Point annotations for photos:
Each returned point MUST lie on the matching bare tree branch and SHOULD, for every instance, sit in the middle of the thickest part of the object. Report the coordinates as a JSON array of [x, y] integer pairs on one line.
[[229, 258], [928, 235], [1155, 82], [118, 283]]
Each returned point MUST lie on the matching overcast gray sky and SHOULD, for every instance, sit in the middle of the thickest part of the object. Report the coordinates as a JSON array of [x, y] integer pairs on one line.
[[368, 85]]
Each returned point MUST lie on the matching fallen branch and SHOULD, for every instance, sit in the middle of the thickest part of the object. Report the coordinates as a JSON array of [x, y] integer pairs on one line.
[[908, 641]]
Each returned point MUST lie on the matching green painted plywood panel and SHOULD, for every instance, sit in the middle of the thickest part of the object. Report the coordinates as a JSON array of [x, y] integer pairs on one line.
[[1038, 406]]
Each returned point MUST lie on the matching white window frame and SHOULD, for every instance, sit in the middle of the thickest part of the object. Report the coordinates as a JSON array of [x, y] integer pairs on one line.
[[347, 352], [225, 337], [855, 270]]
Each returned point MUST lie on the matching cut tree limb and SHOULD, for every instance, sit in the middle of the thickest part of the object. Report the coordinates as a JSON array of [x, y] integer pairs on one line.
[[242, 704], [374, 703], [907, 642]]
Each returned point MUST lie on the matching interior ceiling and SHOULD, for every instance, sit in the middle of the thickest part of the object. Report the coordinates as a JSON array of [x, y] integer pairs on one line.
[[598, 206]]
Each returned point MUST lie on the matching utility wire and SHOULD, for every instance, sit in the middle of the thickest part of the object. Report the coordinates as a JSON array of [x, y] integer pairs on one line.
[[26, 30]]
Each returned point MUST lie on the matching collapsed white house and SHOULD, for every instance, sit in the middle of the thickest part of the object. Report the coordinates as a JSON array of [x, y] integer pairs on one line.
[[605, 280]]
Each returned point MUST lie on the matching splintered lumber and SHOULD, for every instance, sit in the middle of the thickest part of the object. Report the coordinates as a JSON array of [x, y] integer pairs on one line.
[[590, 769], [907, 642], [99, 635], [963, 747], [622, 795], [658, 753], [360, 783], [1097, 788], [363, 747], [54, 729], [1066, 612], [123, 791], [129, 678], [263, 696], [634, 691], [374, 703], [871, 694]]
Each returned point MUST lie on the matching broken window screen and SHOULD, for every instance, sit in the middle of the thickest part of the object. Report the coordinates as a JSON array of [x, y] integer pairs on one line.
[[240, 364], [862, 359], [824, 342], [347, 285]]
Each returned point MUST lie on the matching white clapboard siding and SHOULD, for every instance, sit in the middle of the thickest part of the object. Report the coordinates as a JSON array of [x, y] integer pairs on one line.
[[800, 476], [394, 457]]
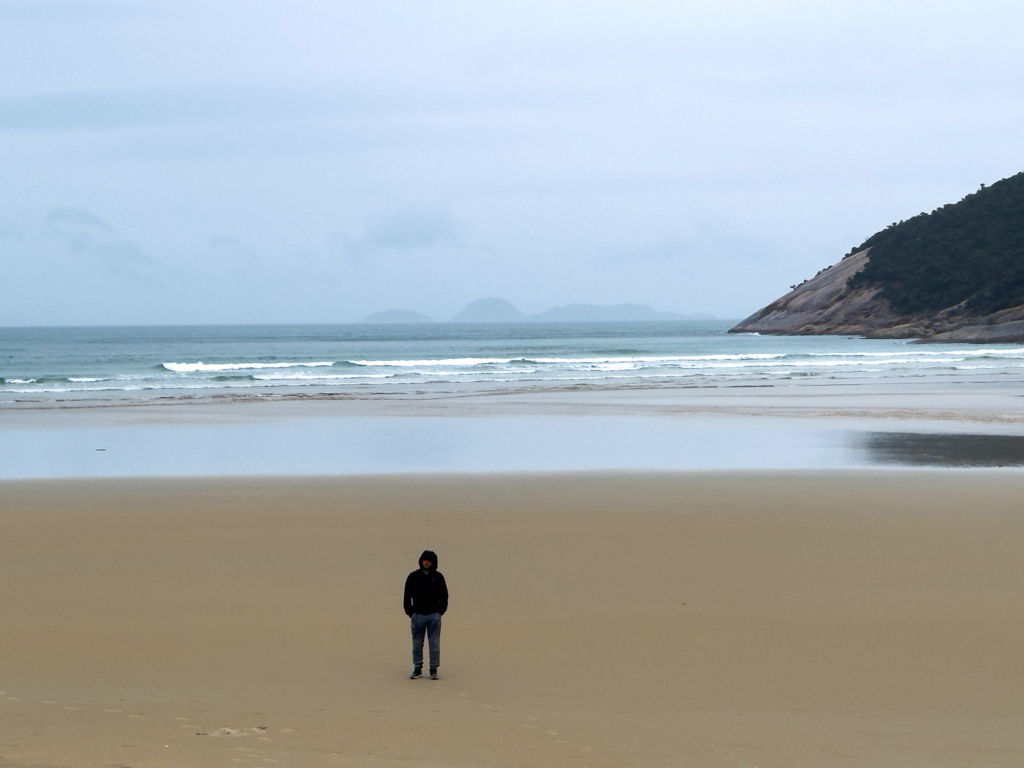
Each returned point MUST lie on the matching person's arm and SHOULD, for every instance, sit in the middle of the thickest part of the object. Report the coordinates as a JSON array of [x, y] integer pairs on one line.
[[408, 598], [442, 595]]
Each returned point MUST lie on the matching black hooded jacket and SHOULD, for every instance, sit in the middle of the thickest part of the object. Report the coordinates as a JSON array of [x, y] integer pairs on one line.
[[426, 592]]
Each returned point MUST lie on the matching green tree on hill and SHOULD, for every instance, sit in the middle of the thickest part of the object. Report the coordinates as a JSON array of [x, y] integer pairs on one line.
[[970, 252]]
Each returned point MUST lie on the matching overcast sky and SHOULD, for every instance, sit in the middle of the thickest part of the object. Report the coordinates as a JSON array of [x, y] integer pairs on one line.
[[292, 162]]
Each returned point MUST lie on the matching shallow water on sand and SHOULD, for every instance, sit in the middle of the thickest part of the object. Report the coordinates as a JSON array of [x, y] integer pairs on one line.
[[339, 445]]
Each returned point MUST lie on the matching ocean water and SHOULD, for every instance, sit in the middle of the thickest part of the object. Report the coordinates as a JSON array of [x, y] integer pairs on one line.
[[61, 364]]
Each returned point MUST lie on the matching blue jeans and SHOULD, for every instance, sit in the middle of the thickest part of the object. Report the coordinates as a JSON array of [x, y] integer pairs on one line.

Set exercise: Update all the records above by replacing "thickest part" with "widest part" wherever it appears, keeping everything else the same. Leave the pictures out of your answer.

Reply to the exercise:
Each returned point MUST lie on the matching bare tree branch and SHOULD, for every instance, sit in the middle of the widest part of the object. Report the coordinates as a JSON array of [x, y] integer pairs on one line.
[[229, 258], [928, 235], [1155, 82], [118, 283]]
Each returned point MUST lie on the matching overcast gray sky and SHOULD, for every instance, sit in the middle of the widest part of the object. Report the coordinates as a JSON array of [x, y] integer pairs on one line.
[[368, 85]]
Each returned point MUST lie on the matching fallen branch and SHOULD, for every instance, sit in the middle of the widest part of the object. Report the coordinates as a JSON array of [x, y] integer pairs on one line.
[[908, 641]]
Each returned point MUST lie on the matching green painted plywood panel and SHOULD, for every instance, sit in the middle of the widest part of the object. Report the coordinates as a JSON array of [x, y] integer pairs on one line.
[[1038, 406]]
Each returned point MUST lie on the matching white window frame and SHOULD, for every instance, sit in the middle of the widest part of the object. Report the coordinates as a JSON array of [x, y] integer pairs on one line.
[[347, 352], [225, 337], [855, 270]]
Each returned point MUST lie on the matching cut tree limb and SHOULD, for every instance, sit in the middle of the widest part of the object. Report the coordinates as a JSON array of [x, y] integer pairs on one line.
[[242, 704], [374, 703], [907, 642]]
Each returned point MUST lie on the matching interior ceiling and SHOULD, for every instance, sit in the middle of the widest part of the object. Report the coordinates as a JSON array of [x, y] integer pairs on one line.
[[598, 206]]
Each returned point MUST lie on the matching utility wire and SHOULD, for every instance, sit in the middle of the widest part of the object. Report the coordinates as a JSON array of [x, y] integer pairs on one line.
[[26, 30]]
Each returned point MUST lie on the matching collapsed white house and SHOULD, for every instance, sit in the middle of the widest part of the object. Report the coordinates as a JSON array of [x, y] integer pairs on one line.
[[605, 280]]
Each returned point MUST lie on the matching splintered lumber and SHOULD, for every instance, sit in the middle of the widest part of the object. Report the coordinates as a JSON array of [x, y] integer pairs on one line.
[[590, 769], [907, 642], [99, 635], [963, 747], [622, 795], [658, 753], [360, 783], [1097, 788], [363, 747], [54, 729], [1066, 612], [123, 791], [129, 678], [263, 696], [634, 691], [374, 703], [871, 694]]
Each returned point MUST lie on the matching broken window screen and SHOULD, for every instance, sit in the middle of the widest part of the object. Report the coordinates as a JSON array of [x, y] integer pairs on one line.
[[240, 364], [862, 359], [824, 342], [347, 285]]
Each returned point MUST lie on the matching white clapboard siding and SHOULD, for every instance, sit in the middle of the widest part of the object. Report the coordinates as a JSON array of [x, y] integer pairs on one line.
[[800, 476], [394, 457]]
Each returned point MUST lie on the matching person's arm and SHOULD, for every instance, sit in the middle of the widest part of the object. Report the coordinates as a JSON array of [x, y] integer pairs on one line.
[[408, 598], [442, 595]]
Each returned point MUST lie on the matching black hooded jacket and SHOULD, for every instance, sit in the middle of the widest part of the object. Report the coordinates as a JSON array of [x, y] integer pairs on one line.
[[426, 592]]
Each returned point MUST lie on the matching green tree on hill and SHOULD, for every instance, sit in the middle of the widest part of the object. Report the coordinates as a JSON array of [x, y] integer pairs on one line.
[[970, 252]]
Each returned point MUST lie on the matching overcast sky and SHOULD, for every instance, sit in the middle of the widest part of the object. Report the coordinates as a JSON array of [x, y] integer pairs on one line.
[[292, 162]]
Each returned point MUST lie on the matching shallow water on sand and SHOULD, for every instance, sit in the middle of the widest part of the object. Report the coordinates as a JSON array of [x, y] integer pairs on one line.
[[339, 445]]
Each returned point MUST lie on the matching ocean water and SHOULD, for every instance, sit in the middle of the widest part of the object. Report the coordinates as a JSON array of [x, y] integer pairs on one line.
[[61, 364]]
Each returned point MUST lie on the matching blue jeans and SHOULD, for every instance, sit in the middle of the widest part of the object. Report the coordinates as a JSON array of [x, y] integer pairs on one line.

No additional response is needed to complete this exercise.